▸ TESTO
Il paradosso della lunghissima carriera di Gil Evans sta nel fatto che, nonostante la grande notorietà raggiunta con i dischi realizzati tra la fine degli anni Cinquanta e i primi anni Sessanta al servizio della tromba di Miles Davis, solo negli ultimi anni di vita l’arrangiatore canadese riuscì ad avere una orchestra abbastanza stabile da potersi esibire con continuità e frequenza soprattutto là dove era più amato: Europa e Giappone.

Dopo aver passato gli anni Settanta, con sporadiche occasioni di lavoro, a mettere a punto il suo nuovo universo musicale fatto di libertà e coinvolgimento dei musicisti sia nell’arrangiamento sia nella creazione collettiva, all’inizio degli anni Ottanta fioccarono le proposte di ingaggi e collaborazioni. Nel 1983 Evans – rientrato negli Stati Uniti dal tour inglese con la British Orchestra e seguito da Chris Hunter che voleva a tutti i costi continuare a suonare con lui – raccolse la proposta dello Sweet Basil, il club newyorkese che gli propose l’ingaggio più lungo della sua carriera. Peraltro la cosiddetta Sweet Basil Band si esibì spesso anche in altri locali come il Seventh Avenue South, di proprietà dei fratelli Brecker, e il Lush Life al Greenwich Village. Ma fu allo Sweet Basil, grazie a una frequenza di programmazione settimanale, che l’orchestra sviluppò l’incredibile coesione creativa destinata ad infiammare le platee di mezzo mondo con la sua devastante energia. La band si stava trasformando in un’entità viva e pulsante, un gigantesco Golem fatto vivere dai musicisti che lo governavano come abili marionettisti, ispirati dalla carismatica personalità del leader. L’organico variava di continuo, ed erano a volte presenti musicisti destinati a non apparire sui dischi registrati in quelle occasioni: Jaco Pastorius, David Sanborn, Mike Stern, Bill Evans, Terumasa Hino, Kenwood Dennard. Questi, come altri più assidui quali Hunter, Hiram Bullock, George Adams, Howard Johnson, Pete Levin e Lew Soloff, alle prese con temi dal dinamismo eccitato ed esplosivo (soprattutto quelli di Jimi Hendrix), avrebbero potuto scoperchiare il tetto dello Sweet Basil e gli spettatori erano letteralmente sbigottiti da tanta forza. Da un punto di vista musicale anni luce separavano i raffinati ma rigidi arrangiamenti evansiani degli anni Cinquanta da questo loud jazz viscerale, dal voicing eccitato che costituiva la creazione improvvisata di un arrangiamento collettivo. Critica e pubblico erano concordi: non esisteva band migliore al mondo. Armato di una orchestra così coesa e formidabile, Gil affrontò gli ultimi anni di vita in un crescendo rossiniano, che ebbe il suo trionfale epilogo nelle notti perugine di Umbria Jazz 87. Ma andiamo con ordine.

▸ SEZIONE DATI
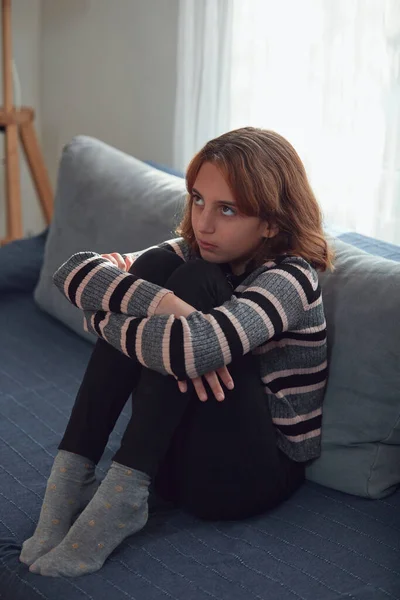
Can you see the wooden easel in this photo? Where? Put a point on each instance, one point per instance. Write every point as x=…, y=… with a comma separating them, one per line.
x=16, y=123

▸ RICHIESTE
**A.** Riscrivi in forma più breve il paragrafo del testo su Gil Evans che comincia con «Dopo aver passato gli anni Settanta», conservandone i fatti principali.
**B.** Rispondi in breve, una risposta per riga, a queste domande sul testo su Gil Evans:
(i) In quali luoghi Evans era più amato?
(ii) Quale club newyorkese gli offrì l'ingaggio più lungo della sua carriera?
(iii) Di chi era il Seventh Avenue South?

▸ ELENCO RISPOSTE
**A.** Negli anni Settanta, con poche occasioni di lavoro, Evans mise a punto un nuovo universo musicale basato sulla libertà dei musicisti e sulla creazione collettiva. All'inizio degli anni Ottanta arrivarono molte proposte. Nel 1983 tornò negli Stati Uniti dal tour inglese con la British Orchestra, seguito da Chris Hunter, e accettò dallo Sweet Basil di New York l'ingaggio più lungo della sua carriera. La Sweet Basil Band suonò anche al Seventh Avenue South, dei fratelli Brecker, e al Lush Life al Greenwich Village. Fu però la programmazione settimanale allo Sweet Basil a darle una straordinaria coesione creativa. L'organico cambiava di continuo. A volte suonavano musicisti poi assenti dai dischi, come Jaco Pastorius, David Sanborn, Mike Stern, Bill Evans, Terumasa Hino e Kenwood Dennard. Accanto a loro c'erano presenze più assidue come Hunter, Hiram Bullock, George Adams, Howard Johnson, Pete Levin e Lew Soloff, spesso alle prese con temi esplosivi, soprattutto di Jimi Hendrix. Questo loud jazz viscerale, fondato sull'arrangiamento collettivo improvvisato, era lontanissimo dai raffinati ma rigidi arrangiamenti degli anni Cinquanta. Critica e pubblico la consideravano la migliore band al mondo. Con questa orchestra Evans visse gli ultimi anni in un crescendo culminato nelle notti perugine di Umbria Jazz 87.

**B.**
(i) In Europa e in Giappone.
(ii) Lo Sweet Basil.
(iii) Dei fratelli Brecker.